Tuesday, November 21, 2006


Tebego praying for the sick


village picture with kids

Thursday, November 16, 2006


Nambia Update 1

These are the initial days in a new country. What to do? What does one do in a new land? Get busy right away? Work hard? I say, it is mandatory to begin anew with a fresh downpour of the Holy Spirit and receiving of Him through the availability of relationship with Him through prayer. So today, I set aside the day for prayer and intercession. Intercessory prayer is such a beautiful partnership with the living God. Man does not need man to access Christ, the veil is torn and He alone is the mediator. Yet somehow He chooses to live inside us---when we pray we begin to see things from His side of things and other men by grace recognize in our pathetic little jars Someone else lives inside and He can see through us into them.

I’ve got one brother with me here. His name is Tebego (pronounced “Tay-boch-hoh”) and he is like my “Timothy.” I remember Paul’s words “there is no one who has helped me like Timothy” and the same is true of this brother. I’ve felt lead of God to equip him in the most practical and literal of terms. On our 3 day drive here across 3 countries, I let him practice his driving abilities, work on getting his driving license, and showed him how to shift gears etc. I took him to the South African Home Affairs before we left to get him a passport. But it is me, not him that is blessed. The Father is good to not place me in a new country without moral support. I know He is with me, but even so it is a blessing to have that team spirit in ministry for my own accountability yet also for the sake of ministering as a team as well. My thanks are for your prayers for him, not just me. I’m without doubt that God Himself commanded this dear man to be sent forth. Tebego had a good job with decent money, and when I prayed over him asking “Lord, do you want him to go with me? If so, Lord, he would have to surrender his job to You.” That same week I watched in awe as this brother moved in faith, quit his job (I hadn’t told him about that prayer yet) and began to volunteer in the community. Only God. When I asked him to come with, his simple but solid reply was, “sure.”

**Given task 1**
Copy from the rows, starting at the line that has "Objective — drop one pin on each instance of the black" and ending after the last line of the rows.

**Records for processing**
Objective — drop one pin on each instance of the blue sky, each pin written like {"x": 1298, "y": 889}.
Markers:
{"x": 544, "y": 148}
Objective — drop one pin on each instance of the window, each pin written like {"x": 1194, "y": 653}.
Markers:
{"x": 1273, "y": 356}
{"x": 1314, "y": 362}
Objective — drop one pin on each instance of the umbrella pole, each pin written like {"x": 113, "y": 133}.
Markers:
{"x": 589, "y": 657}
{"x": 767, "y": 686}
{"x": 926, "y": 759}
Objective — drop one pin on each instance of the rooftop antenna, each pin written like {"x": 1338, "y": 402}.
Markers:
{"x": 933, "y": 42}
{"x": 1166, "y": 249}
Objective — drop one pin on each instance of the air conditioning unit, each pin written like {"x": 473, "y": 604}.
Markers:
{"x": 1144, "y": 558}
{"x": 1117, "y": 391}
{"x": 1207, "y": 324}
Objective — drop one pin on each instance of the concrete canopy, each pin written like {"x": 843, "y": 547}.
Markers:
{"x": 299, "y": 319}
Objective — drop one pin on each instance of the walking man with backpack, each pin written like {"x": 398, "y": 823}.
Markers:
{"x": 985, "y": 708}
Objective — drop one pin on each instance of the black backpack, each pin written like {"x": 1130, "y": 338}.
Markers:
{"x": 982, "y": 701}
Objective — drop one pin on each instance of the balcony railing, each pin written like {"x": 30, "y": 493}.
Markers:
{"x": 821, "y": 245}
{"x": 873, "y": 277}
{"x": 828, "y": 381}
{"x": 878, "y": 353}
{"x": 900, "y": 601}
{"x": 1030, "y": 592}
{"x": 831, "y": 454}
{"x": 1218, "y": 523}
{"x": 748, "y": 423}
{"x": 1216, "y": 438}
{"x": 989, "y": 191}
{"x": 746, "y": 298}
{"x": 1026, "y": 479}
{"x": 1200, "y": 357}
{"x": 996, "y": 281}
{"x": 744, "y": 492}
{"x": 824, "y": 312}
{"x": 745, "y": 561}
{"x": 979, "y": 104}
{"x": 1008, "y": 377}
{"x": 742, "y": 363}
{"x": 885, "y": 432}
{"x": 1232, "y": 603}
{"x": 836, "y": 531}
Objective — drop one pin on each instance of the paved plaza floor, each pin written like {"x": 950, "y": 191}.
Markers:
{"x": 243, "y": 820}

**Given task 2**
In the post, list every question in the paragraph that begins "These are the initial days in a new country."

**Full output 1**
Objective — drop one pin on each instance of the black backpack, each pin written like {"x": 1130, "y": 338}.
Markers:
{"x": 982, "y": 701}
Objective — drop one pin on each instance of the balcony railing, each pin written like {"x": 30, "y": 493}.
Markers:
{"x": 821, "y": 245}
{"x": 873, "y": 277}
{"x": 828, "y": 381}
{"x": 878, "y": 353}
{"x": 900, "y": 601}
{"x": 1030, "y": 592}
{"x": 831, "y": 454}
{"x": 1218, "y": 523}
{"x": 748, "y": 423}
{"x": 1216, "y": 438}
{"x": 989, "y": 191}
{"x": 746, "y": 298}
{"x": 1026, "y": 479}
{"x": 1200, "y": 357}
{"x": 996, "y": 281}
{"x": 744, "y": 492}
{"x": 824, "y": 312}
{"x": 745, "y": 561}
{"x": 979, "y": 104}
{"x": 1008, "y": 377}
{"x": 742, "y": 363}
{"x": 885, "y": 432}
{"x": 1232, "y": 603}
{"x": 836, "y": 531}
Objective — drop one pin on each instance of the paved plaza floor, each pin written like {"x": 950, "y": 191}.
Markers:
{"x": 243, "y": 820}

**Full output 2**
- What to do?
- What does one do in a new land?
- Get busy right away?
- Work hard?